▶ Task statement:
Can you copy out, character for character, the stretch from the start of the entries through the line containing "M40 239L0 238L0", with both ends included?
>> Begin Data lines
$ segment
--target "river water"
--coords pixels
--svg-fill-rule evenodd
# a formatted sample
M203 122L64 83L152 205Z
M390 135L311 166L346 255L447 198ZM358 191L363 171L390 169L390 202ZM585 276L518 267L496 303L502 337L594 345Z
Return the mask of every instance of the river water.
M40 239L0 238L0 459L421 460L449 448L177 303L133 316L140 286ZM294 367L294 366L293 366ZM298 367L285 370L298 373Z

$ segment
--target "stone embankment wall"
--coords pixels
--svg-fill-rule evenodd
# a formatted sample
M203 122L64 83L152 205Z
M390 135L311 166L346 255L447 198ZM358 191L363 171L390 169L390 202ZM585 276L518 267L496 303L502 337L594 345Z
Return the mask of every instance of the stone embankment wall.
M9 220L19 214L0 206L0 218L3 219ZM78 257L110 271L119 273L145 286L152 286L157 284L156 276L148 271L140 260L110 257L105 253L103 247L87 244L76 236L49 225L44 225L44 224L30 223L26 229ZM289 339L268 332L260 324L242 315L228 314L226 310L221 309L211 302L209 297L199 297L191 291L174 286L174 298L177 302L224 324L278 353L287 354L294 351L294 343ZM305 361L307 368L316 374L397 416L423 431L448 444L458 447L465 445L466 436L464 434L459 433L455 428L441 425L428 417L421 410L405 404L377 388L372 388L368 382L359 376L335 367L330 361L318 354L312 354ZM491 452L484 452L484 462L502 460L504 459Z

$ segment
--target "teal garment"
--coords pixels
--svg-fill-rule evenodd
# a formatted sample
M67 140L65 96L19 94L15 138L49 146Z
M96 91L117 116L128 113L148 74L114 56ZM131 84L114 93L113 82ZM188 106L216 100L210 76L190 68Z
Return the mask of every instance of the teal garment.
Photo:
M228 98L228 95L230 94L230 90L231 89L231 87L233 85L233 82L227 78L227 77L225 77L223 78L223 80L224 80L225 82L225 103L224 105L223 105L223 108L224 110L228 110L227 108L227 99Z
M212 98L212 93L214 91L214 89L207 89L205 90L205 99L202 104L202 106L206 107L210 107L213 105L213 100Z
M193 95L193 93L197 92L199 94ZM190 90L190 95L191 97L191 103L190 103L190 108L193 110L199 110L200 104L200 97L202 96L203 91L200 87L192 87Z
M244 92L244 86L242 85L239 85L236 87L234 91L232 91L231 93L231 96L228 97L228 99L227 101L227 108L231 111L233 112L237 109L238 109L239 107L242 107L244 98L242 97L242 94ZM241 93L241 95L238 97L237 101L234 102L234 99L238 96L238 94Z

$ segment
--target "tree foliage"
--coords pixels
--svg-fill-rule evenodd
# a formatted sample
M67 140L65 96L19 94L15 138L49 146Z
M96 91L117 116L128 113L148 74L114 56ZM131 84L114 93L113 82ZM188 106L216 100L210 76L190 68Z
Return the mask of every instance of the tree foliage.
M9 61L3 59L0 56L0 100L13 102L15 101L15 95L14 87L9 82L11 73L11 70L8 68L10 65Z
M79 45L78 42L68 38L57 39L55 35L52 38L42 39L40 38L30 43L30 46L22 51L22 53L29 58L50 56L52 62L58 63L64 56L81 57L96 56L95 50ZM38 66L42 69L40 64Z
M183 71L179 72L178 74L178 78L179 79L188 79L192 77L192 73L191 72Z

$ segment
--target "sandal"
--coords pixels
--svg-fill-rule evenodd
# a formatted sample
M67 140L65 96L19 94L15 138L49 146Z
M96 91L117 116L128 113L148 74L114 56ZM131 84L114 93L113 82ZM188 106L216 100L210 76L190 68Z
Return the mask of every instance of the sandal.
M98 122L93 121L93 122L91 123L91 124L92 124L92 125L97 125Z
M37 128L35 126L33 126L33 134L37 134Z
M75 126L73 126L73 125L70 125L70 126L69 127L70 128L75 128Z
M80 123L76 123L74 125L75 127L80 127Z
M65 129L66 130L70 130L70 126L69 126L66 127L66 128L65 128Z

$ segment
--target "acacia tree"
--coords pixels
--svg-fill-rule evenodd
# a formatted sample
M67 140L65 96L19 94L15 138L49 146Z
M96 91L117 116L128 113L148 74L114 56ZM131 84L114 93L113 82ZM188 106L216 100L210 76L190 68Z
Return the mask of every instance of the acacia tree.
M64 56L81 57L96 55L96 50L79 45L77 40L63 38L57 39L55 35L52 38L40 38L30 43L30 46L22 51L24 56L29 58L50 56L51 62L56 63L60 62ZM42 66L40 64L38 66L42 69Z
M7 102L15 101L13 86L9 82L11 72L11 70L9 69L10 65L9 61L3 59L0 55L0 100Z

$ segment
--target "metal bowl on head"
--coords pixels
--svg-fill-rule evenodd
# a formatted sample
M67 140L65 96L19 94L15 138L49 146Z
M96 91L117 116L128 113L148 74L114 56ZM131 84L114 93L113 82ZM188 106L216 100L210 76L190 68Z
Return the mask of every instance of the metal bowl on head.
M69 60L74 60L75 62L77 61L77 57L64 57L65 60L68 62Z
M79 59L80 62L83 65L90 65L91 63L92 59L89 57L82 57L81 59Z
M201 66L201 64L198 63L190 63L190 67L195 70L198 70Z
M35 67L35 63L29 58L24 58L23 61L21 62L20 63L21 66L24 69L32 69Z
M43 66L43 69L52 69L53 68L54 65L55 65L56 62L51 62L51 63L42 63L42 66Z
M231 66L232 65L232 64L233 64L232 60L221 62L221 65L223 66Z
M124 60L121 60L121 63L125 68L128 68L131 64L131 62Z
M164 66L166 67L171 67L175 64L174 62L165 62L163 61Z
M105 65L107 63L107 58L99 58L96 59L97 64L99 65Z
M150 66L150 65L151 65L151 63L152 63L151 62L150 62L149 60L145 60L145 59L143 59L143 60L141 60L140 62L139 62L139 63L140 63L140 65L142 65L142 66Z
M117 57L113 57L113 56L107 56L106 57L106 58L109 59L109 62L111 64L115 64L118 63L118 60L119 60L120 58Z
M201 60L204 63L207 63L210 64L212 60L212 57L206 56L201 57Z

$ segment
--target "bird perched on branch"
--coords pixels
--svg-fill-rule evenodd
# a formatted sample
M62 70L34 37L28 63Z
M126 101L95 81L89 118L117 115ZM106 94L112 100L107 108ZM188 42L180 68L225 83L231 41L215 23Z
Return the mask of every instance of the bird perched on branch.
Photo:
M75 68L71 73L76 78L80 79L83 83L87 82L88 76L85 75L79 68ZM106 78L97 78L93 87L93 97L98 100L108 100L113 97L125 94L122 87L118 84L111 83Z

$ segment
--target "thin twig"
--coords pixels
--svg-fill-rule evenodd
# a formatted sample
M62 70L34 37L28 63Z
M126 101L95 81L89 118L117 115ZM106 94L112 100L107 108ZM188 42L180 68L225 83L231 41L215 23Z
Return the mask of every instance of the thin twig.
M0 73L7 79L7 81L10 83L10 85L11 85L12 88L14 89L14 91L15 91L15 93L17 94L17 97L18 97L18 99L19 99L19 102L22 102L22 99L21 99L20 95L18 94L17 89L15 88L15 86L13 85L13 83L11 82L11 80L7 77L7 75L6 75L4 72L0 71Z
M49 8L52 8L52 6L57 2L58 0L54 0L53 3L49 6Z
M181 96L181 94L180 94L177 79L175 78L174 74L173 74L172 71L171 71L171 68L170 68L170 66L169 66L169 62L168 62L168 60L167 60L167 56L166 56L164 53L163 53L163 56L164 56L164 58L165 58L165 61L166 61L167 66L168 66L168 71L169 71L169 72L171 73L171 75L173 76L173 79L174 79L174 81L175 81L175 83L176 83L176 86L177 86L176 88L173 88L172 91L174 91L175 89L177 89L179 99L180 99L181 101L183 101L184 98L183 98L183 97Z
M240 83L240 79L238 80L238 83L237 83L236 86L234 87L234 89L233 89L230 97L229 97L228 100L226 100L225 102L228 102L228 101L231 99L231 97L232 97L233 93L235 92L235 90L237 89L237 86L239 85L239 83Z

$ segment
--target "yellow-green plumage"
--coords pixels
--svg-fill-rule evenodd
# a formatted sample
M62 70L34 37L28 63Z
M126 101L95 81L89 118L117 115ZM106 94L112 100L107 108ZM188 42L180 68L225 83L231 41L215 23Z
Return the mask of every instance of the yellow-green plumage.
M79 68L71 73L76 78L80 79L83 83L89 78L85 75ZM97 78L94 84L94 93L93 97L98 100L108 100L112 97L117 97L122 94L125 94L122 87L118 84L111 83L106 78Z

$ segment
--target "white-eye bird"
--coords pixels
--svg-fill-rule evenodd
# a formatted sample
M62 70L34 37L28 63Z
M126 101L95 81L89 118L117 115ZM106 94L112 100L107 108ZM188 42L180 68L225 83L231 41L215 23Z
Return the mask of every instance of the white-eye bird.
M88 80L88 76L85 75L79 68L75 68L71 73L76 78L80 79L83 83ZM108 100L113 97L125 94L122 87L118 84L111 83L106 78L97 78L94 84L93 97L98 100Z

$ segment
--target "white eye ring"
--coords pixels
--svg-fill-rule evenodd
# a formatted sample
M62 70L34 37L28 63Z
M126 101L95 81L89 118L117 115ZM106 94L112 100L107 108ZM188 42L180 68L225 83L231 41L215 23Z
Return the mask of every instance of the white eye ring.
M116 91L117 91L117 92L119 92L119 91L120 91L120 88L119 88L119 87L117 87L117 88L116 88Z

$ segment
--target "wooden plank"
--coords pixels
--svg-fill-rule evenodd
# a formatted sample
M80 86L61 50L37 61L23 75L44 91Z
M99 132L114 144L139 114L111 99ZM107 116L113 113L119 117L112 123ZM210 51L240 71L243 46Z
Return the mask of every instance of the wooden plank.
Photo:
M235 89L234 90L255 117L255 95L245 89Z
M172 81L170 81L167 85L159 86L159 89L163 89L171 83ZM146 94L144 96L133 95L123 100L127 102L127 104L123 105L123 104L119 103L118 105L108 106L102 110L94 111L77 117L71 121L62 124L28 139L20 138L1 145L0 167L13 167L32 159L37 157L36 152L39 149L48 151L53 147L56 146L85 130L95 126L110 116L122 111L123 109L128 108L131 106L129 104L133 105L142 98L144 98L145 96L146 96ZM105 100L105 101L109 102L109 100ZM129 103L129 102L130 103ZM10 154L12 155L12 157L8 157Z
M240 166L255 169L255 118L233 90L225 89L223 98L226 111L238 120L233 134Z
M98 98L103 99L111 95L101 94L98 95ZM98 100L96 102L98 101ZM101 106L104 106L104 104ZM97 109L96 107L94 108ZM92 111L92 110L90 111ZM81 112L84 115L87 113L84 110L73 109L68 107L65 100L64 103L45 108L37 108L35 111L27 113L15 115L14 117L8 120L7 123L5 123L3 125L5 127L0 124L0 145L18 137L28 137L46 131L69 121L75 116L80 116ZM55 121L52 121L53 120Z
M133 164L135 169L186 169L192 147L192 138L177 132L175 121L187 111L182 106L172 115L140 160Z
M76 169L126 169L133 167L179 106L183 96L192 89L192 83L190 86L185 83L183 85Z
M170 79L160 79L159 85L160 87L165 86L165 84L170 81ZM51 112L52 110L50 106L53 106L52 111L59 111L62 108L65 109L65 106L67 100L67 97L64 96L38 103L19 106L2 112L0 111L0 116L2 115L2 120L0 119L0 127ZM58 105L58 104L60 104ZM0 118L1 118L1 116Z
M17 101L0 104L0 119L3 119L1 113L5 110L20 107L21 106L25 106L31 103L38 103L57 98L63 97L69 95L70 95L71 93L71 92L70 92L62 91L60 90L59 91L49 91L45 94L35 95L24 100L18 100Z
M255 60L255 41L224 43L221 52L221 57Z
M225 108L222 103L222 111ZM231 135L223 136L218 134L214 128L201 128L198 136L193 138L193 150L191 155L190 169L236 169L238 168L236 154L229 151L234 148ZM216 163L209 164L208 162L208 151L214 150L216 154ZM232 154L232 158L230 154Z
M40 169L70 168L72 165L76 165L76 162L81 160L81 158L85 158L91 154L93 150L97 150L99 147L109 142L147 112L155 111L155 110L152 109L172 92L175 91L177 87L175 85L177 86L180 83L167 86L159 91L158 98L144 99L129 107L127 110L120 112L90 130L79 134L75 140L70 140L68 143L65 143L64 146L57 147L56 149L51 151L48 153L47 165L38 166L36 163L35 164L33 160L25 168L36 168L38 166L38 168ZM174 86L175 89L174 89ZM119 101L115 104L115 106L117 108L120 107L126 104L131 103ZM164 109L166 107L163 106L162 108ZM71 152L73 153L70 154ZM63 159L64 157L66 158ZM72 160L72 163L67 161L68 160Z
>> End Data lines
▶ Expected output:
$ segment
--target "river water"
--coords pixels
--svg-fill-rule evenodd
# a formatted sample
M203 122L64 83L152 205Z
M390 135L311 166L346 255L447 198ZM358 191L363 171L390 169L390 202ZM585 276L518 267L496 303L502 337L594 345Z
Return the mask of every instance of the river water.
M40 239L0 238L0 459L421 460L449 448L177 303L133 316L140 286ZM294 367L294 366L293 366ZM298 367L285 370L298 373Z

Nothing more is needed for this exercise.